(What is being asked): Return the records, each one exactly as written.

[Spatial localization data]

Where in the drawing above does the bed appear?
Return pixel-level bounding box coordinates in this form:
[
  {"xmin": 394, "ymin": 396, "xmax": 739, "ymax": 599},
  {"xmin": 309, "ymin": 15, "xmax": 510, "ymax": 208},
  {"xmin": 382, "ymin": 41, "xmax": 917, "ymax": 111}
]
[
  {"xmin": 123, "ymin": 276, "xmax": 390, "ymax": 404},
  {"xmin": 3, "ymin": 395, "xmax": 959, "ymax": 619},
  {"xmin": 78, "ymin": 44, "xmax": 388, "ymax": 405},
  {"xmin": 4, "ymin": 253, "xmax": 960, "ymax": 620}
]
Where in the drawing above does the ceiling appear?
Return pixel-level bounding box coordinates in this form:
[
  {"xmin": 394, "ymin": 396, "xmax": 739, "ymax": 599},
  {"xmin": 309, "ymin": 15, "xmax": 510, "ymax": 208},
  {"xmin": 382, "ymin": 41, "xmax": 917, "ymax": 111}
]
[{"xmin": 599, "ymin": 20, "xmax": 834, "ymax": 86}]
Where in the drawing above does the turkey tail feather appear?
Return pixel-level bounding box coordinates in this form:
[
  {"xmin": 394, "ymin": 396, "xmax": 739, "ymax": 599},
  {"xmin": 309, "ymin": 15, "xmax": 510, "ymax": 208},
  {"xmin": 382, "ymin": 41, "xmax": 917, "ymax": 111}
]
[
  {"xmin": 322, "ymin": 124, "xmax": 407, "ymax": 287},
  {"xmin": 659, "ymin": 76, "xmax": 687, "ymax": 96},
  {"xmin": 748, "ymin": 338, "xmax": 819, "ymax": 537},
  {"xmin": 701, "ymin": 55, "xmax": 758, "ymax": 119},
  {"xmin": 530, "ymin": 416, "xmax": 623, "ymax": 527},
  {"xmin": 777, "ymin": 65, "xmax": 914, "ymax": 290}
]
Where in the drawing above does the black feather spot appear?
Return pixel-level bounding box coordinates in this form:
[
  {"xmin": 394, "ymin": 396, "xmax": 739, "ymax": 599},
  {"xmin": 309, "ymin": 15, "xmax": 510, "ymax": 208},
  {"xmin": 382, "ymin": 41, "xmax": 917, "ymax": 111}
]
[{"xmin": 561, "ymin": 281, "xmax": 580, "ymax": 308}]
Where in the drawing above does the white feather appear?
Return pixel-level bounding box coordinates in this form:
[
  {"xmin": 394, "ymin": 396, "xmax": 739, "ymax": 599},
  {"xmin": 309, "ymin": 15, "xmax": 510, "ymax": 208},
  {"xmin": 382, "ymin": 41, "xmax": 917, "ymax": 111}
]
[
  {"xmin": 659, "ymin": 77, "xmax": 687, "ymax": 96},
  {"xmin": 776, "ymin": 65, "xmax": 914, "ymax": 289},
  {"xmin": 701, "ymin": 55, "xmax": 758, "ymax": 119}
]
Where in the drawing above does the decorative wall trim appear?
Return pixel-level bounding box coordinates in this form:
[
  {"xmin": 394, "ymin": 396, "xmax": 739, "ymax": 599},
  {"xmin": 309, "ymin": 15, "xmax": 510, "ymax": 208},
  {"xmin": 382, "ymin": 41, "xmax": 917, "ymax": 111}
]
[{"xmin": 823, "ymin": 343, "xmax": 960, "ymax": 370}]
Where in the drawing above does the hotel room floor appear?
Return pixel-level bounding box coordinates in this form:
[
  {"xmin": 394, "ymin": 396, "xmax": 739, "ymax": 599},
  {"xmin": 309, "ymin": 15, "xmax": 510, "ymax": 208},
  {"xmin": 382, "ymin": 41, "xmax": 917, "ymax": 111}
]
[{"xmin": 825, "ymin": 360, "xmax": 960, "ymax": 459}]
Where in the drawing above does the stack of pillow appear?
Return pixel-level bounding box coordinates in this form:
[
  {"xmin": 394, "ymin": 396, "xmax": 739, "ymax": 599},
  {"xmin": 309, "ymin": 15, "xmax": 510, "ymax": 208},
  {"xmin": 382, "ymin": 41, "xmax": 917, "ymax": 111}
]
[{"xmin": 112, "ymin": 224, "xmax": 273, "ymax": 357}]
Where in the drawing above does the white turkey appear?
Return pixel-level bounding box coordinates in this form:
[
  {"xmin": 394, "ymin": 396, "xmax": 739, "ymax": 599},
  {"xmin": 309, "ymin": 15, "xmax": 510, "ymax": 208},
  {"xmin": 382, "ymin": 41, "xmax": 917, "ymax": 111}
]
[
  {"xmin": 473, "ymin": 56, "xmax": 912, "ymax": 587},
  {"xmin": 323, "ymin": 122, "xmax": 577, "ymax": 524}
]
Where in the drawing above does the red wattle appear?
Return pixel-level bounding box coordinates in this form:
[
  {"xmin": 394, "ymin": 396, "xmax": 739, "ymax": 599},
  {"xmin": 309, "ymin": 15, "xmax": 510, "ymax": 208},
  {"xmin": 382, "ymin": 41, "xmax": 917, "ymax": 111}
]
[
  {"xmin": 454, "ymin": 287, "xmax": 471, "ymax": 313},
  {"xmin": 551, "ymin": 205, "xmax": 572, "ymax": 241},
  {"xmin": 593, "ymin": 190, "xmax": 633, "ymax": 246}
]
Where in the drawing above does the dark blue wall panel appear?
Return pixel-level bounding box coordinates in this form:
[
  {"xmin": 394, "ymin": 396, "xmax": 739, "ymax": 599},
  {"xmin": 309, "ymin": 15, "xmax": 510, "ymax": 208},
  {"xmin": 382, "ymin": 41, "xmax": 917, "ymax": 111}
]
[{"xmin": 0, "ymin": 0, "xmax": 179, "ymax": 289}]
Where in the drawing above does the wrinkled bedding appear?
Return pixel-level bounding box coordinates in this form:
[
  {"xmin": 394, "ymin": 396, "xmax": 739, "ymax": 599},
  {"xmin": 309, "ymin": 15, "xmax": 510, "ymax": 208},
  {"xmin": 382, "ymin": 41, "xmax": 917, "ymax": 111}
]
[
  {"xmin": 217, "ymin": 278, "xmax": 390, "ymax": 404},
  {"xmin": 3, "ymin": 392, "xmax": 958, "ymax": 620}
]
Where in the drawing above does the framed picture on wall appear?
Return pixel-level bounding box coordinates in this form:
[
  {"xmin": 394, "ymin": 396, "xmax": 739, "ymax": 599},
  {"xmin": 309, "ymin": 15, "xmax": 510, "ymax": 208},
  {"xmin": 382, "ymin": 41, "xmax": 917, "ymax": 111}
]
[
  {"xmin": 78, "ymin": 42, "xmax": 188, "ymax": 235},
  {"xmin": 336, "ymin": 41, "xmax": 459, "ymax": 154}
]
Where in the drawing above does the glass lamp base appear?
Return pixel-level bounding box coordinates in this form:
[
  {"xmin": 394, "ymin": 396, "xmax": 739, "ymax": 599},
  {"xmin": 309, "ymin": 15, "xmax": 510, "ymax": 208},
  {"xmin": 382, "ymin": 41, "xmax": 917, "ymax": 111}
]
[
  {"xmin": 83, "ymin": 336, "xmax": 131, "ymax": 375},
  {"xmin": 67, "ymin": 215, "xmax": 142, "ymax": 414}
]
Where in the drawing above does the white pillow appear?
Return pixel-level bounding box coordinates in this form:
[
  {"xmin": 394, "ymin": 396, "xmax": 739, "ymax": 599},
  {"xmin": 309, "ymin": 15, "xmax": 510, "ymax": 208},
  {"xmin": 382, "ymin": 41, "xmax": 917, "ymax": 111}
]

(Solution to this task):
Where in the drawing above does the bed appear?
Return pixel-level bounding box coordinates in this form:
[
  {"xmin": 394, "ymin": 396, "xmax": 739, "ymax": 599},
  {"xmin": 309, "ymin": 15, "xmax": 510, "ymax": 208},
  {"xmin": 382, "ymin": 41, "xmax": 917, "ymax": 111}
]
[
  {"xmin": 123, "ymin": 276, "xmax": 390, "ymax": 404},
  {"xmin": 3, "ymin": 395, "xmax": 959, "ymax": 619},
  {"xmin": 78, "ymin": 44, "xmax": 388, "ymax": 405},
  {"xmin": 4, "ymin": 253, "xmax": 960, "ymax": 620}
]
Where in the drawing above does the ceiling appear?
Return pixel-level bounding box coordinates in this form:
[
  {"xmin": 394, "ymin": 396, "xmax": 739, "ymax": 599},
  {"xmin": 309, "ymin": 15, "xmax": 510, "ymax": 208},
  {"xmin": 382, "ymin": 41, "xmax": 917, "ymax": 111}
]
[{"xmin": 599, "ymin": 20, "xmax": 834, "ymax": 86}]
Where in the drawing above does the turkey tail feather appear?
Return pixel-level bounding box coordinates in this form:
[
  {"xmin": 394, "ymin": 396, "xmax": 739, "ymax": 599},
  {"xmin": 309, "ymin": 15, "xmax": 510, "ymax": 208},
  {"xmin": 382, "ymin": 41, "xmax": 917, "ymax": 111}
]
[
  {"xmin": 322, "ymin": 124, "xmax": 407, "ymax": 287},
  {"xmin": 659, "ymin": 76, "xmax": 687, "ymax": 96},
  {"xmin": 748, "ymin": 338, "xmax": 819, "ymax": 537},
  {"xmin": 701, "ymin": 55, "xmax": 758, "ymax": 119},
  {"xmin": 530, "ymin": 416, "xmax": 623, "ymax": 527},
  {"xmin": 777, "ymin": 65, "xmax": 914, "ymax": 290}
]
Where in the drawing above does the black feather spot appear?
Return pixel-level bounding box coordinates in this form:
[
  {"xmin": 394, "ymin": 396, "xmax": 739, "ymax": 599},
  {"xmin": 309, "ymin": 15, "xmax": 510, "ymax": 208},
  {"xmin": 382, "ymin": 41, "xmax": 917, "ymax": 111}
]
[{"xmin": 561, "ymin": 281, "xmax": 580, "ymax": 308}]
Where in the drawing above does the white feather appear?
Return pixel-level bounding box coordinates in this form:
[
  {"xmin": 394, "ymin": 396, "xmax": 739, "ymax": 599},
  {"xmin": 309, "ymin": 15, "xmax": 510, "ymax": 208},
  {"xmin": 382, "ymin": 41, "xmax": 917, "ymax": 111}
]
[
  {"xmin": 659, "ymin": 77, "xmax": 687, "ymax": 96},
  {"xmin": 776, "ymin": 65, "xmax": 914, "ymax": 289},
  {"xmin": 701, "ymin": 55, "xmax": 758, "ymax": 119}
]
Where in the drawing above does the decorative wall trim appear?
Return pixel-level bounding box coordinates in this form:
[
  {"xmin": 394, "ymin": 396, "xmax": 739, "ymax": 599},
  {"xmin": 309, "ymin": 15, "xmax": 510, "ymax": 208},
  {"xmin": 382, "ymin": 41, "xmax": 917, "ymax": 111}
]
[{"xmin": 823, "ymin": 343, "xmax": 960, "ymax": 370}]
Where in the drawing above does the hotel room floor appear?
Return pixel-level bounding box coordinates in this form:
[
  {"xmin": 394, "ymin": 396, "xmax": 739, "ymax": 599},
  {"xmin": 309, "ymin": 15, "xmax": 510, "ymax": 208},
  {"xmin": 382, "ymin": 41, "xmax": 917, "ymax": 111}
]
[{"xmin": 825, "ymin": 360, "xmax": 960, "ymax": 459}]
Where in the drawing above does the stack of pillow appear?
Return pixel-level bounding box coordinates in this form:
[
  {"xmin": 394, "ymin": 396, "xmax": 739, "ymax": 599},
  {"xmin": 309, "ymin": 15, "xmax": 510, "ymax": 208},
  {"xmin": 382, "ymin": 41, "xmax": 917, "ymax": 111}
]
[{"xmin": 112, "ymin": 224, "xmax": 273, "ymax": 357}]
Where in the drawing above does the white turkey appear?
Return pixel-level bounding box coordinates in this form:
[
  {"xmin": 394, "ymin": 396, "xmax": 739, "ymax": 599},
  {"xmin": 309, "ymin": 15, "xmax": 510, "ymax": 208},
  {"xmin": 382, "ymin": 41, "xmax": 917, "ymax": 111}
]
[
  {"xmin": 473, "ymin": 56, "xmax": 912, "ymax": 587},
  {"xmin": 323, "ymin": 122, "xmax": 577, "ymax": 524}
]
Where in the drawing above does the red wattle appear?
Return pixel-level bounding box coordinates in this form:
[
  {"xmin": 394, "ymin": 396, "xmax": 739, "ymax": 599},
  {"xmin": 309, "ymin": 15, "xmax": 510, "ymax": 208},
  {"xmin": 382, "ymin": 41, "xmax": 917, "ymax": 111}
]
[
  {"xmin": 454, "ymin": 287, "xmax": 471, "ymax": 313},
  {"xmin": 551, "ymin": 205, "xmax": 572, "ymax": 241},
  {"xmin": 593, "ymin": 190, "xmax": 633, "ymax": 246}
]
Where in the drawing above does the dark blue wall panel appear?
Return pixel-level bounding box coordinates in this form:
[
  {"xmin": 394, "ymin": 396, "xmax": 739, "ymax": 599},
  {"xmin": 309, "ymin": 15, "xmax": 510, "ymax": 208},
  {"xmin": 382, "ymin": 41, "xmax": 917, "ymax": 111}
]
[{"xmin": 0, "ymin": 0, "xmax": 179, "ymax": 289}]
Where in the drawing above does the wrinkled bedding appear?
Return pixel-level bounding box coordinates in this form:
[
  {"xmin": 394, "ymin": 396, "xmax": 739, "ymax": 599},
  {"xmin": 309, "ymin": 15, "xmax": 510, "ymax": 208},
  {"xmin": 382, "ymin": 41, "xmax": 917, "ymax": 111}
]
[
  {"xmin": 217, "ymin": 278, "xmax": 390, "ymax": 404},
  {"xmin": 3, "ymin": 392, "xmax": 958, "ymax": 620}
]
Where in the drawing above does the framed picture on wall appear?
Return pixel-level bounding box coordinates in this form:
[
  {"xmin": 394, "ymin": 396, "xmax": 739, "ymax": 599},
  {"xmin": 309, "ymin": 15, "xmax": 510, "ymax": 208},
  {"xmin": 382, "ymin": 41, "xmax": 917, "ymax": 111}
]
[
  {"xmin": 78, "ymin": 42, "xmax": 188, "ymax": 235},
  {"xmin": 336, "ymin": 41, "xmax": 459, "ymax": 154}
]
Where in the drawing above does the glass lamp base appear?
Return pixel-level bounding box coordinates in this form:
[
  {"xmin": 394, "ymin": 396, "xmax": 739, "ymax": 599},
  {"xmin": 309, "ymin": 15, "xmax": 510, "ymax": 208},
  {"xmin": 382, "ymin": 41, "xmax": 917, "ymax": 111}
]
[
  {"xmin": 83, "ymin": 336, "xmax": 131, "ymax": 375},
  {"xmin": 67, "ymin": 215, "xmax": 142, "ymax": 414}
]
Where in the drawing above does the white pillow appear?
Return pixel-level bounding box coordinates in this form:
[
  {"xmin": 394, "ymin": 396, "xmax": 739, "ymax": 599},
  {"xmin": 309, "ymin": 15, "xmax": 510, "ymax": 208},
  {"xmin": 382, "ymin": 41, "xmax": 917, "ymax": 111}
]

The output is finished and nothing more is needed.